Supplied text

----

[CentOS] Cant find out MCE reason (CPU 35 BANK 8)

Tue Mar 22 11:48:58 UTC 2011

On Tue, Mar 22, 2011 at 7:33 AM, Vladimir Budnev
<vladimir.budnev at gmail.com> wrote:
>
>
> 2011/3/21 <m.roth at 5-cent.us>
>>
>> Vladimir Budnev wrote:
>> > Hello community.
>> >
>> > We are running, Centos 4.8 on SuperMicro SYS-6026T-3RF with 2xIntel Xeon
>> > E5630 and 8xKingston KVR1333D3D4R9S/4G
>> >
>> > For some time we have lots of MCE in mcelog and we cant find out the
>> > reason.
>>
>> The only thing that shows there (when it shows, since sometimes it doesn't
>> seem to) is a hardware error. You *WILL* be replacing hardware, sometime
>> soon, like yesterday.
>>
>> "Normal" is not: *ANYTHING* here is Bad News. First, you've got DIMMs
>> failing.  CPU 53, assuming this system doesn't have 53+ physical CPUs,
>> means that you have x-core systems, so you need to divide by x, so that if
>> it's a 12-core system with 6 physical chips, that would make it DIMM 8
>> associated with that physical CPU.
>> <snip>
>> > One more interesting thins is the following output:
>> > [root at zuno]# cat /var/log/mcelog |grep CPU|sort|awk '{print $2}'|uniq
>> > 32
>> > 33
>> > 34
>> > 35
>> > 50
>> > 51
>> > 52
>> > 53
>> >
>> > Those numbers are always the same.
>>
>> Bad news: you have *two* DIMMs failing, one associated with the physical
>> CPU that has core 53, and another associated with the physical CPU that
>> has cores 32-35.
>>
>> Talk to your OEM support to help identify which banks need replacing,
>> and/or find a motherboard diagram.
>>
>>          mark, who has to deal *again* with one machine with the same
>> problem....

----

Exercise A
Transcribe the Stored data entries listing verbatim, beginning at its first line and stopping after the line that contains "0L75 6L49 40L105".
The CentOS MCE thread and the listing that comes next are separate, unrelated material.

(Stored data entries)

----

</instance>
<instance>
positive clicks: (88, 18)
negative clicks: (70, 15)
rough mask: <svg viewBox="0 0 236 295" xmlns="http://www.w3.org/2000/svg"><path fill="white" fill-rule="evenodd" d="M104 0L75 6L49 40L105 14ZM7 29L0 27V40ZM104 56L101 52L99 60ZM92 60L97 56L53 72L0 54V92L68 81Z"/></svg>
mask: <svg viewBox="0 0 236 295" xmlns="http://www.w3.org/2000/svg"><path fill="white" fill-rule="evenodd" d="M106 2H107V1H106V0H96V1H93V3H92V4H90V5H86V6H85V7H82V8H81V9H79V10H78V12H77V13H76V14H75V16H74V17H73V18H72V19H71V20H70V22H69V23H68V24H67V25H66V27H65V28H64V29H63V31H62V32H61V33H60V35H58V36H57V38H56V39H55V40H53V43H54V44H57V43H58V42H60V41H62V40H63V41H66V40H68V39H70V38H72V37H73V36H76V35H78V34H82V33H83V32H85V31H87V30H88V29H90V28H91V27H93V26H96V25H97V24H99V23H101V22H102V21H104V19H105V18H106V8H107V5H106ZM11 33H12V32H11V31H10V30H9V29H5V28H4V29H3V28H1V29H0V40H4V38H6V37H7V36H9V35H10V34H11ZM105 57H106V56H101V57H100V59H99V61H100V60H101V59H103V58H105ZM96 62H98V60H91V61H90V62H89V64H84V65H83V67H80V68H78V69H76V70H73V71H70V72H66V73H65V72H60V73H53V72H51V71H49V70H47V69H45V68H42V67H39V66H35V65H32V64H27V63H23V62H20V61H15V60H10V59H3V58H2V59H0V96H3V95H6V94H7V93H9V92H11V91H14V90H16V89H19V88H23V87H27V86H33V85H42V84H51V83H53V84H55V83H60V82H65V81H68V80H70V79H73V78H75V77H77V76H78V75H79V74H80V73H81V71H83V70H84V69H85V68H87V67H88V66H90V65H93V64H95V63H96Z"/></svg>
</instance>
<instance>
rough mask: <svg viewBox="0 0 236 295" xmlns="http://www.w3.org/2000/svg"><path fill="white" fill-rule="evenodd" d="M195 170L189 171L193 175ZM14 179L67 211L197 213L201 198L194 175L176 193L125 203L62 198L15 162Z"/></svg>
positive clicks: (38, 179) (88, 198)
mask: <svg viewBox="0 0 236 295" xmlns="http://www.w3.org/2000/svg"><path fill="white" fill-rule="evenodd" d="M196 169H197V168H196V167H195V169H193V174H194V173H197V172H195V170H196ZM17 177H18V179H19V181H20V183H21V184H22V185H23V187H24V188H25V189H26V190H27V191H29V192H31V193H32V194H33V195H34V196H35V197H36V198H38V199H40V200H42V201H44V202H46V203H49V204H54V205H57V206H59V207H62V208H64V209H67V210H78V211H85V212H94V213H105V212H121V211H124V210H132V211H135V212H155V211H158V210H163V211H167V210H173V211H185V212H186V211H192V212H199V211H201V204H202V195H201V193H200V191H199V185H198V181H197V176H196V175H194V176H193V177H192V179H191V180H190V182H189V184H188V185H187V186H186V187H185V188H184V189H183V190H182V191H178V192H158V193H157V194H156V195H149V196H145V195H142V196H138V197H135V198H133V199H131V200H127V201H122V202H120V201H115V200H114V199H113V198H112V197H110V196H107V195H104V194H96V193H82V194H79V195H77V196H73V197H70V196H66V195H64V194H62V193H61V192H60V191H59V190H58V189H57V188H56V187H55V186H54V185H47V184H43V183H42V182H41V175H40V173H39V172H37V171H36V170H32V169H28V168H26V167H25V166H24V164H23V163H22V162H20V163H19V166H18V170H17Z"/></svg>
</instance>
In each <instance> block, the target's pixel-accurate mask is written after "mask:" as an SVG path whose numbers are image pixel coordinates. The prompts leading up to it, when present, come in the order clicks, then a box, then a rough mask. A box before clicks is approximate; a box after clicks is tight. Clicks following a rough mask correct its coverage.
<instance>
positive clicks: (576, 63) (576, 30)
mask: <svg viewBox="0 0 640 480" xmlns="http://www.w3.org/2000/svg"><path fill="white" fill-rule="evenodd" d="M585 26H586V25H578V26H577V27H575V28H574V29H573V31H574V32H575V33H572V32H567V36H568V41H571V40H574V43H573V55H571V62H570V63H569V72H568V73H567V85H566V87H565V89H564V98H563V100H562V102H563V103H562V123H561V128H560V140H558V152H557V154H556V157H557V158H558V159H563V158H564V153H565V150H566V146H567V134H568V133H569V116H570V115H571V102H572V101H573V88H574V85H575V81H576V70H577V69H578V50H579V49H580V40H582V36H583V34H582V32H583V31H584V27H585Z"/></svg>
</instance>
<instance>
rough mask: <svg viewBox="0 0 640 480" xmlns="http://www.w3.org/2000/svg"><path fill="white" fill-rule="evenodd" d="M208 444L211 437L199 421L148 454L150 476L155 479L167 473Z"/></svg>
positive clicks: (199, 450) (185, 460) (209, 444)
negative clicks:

----

Exercise B
Restate the CentOS MCE thread word for word, in full.

Task solution A
</instance>
<instance>
positive clicks: (88, 18)
negative clicks: (70, 15)
rough mask: <svg viewBox="0 0 236 295" xmlns="http://www.w3.org/2000/svg"><path fill="white" fill-rule="evenodd" d="M104 0L75 6L49 40L105 14ZM7 29L0 27V40ZM104 56L101 52L99 60ZM92 60L97 56L53 72L0 54V92L68 81Z"/></svg>

Task solution B
[CentOS] Cant find out MCE reason (CPU 35 BANK 8)

Tue Mar 22 11:48:58 UTC 2011

On Tue, Mar 22, 2011 at 7:33 AM, Vladimir Budnev
<vladimir.budnev at gmail.com> wrote:
>
>
> 2011/3/21 <m.roth at 5-cent.us>
>>
>> Vladimir Budnev wrote:
>> > Hello community.
>> >
>> > We are running, Centos 4.8 on SuperMicro SYS-6026T-3RF with 2xIntel Xeon
>> > E5630 and 8xKingston KVR1333D3D4R9S/4G
>> >
>> > For some time we have lots of MCE in mcelog and we cant find out the
>> > reason.
>>
>> The only thing that shows there (when it shows, since sometimes it doesn't
>> seem to) is a hardware error. You *WILL* be replacing hardware, sometime
>> soon, like yesterday.
>>
>> "Normal" is not: *ANYTHING* here is Bad News. First, you've got DIMMs
>> failing.  CPU 53, assuming this system doesn't have 53+ physical CPUs,
>> means that you have x-core systems, so you need to divide by x, so that if
>> it's a 12-core system with 6 physical chips, that would make it DIMM 8
>> associated with that physical CPU.
>> <snip>
>> > One more interesting thins is the following output:
>> > [root at zuno]# cat /var/log/mcelog |grep CPU|sort|awk '{print $2}'|uniq
>> > 32
>> > 33
>> > 34
>> > 35
>> > 50
>> > 51
>> > 52
>> > 53
>> >
>> > Those numbers are always the same.
>>
>> Bad news: you have *two* DIMMs failing, one associated with the physical
>> CPU that has core 53, and another associated with the physical CPU that
>> has cores 32-35.
>>
>> Talk to your OEM support to help identify which banks need replacing,
>> and/or find a motherboard diagram.
>>
>>          mark, who has to deal *again* with one machine with the same
>> problem....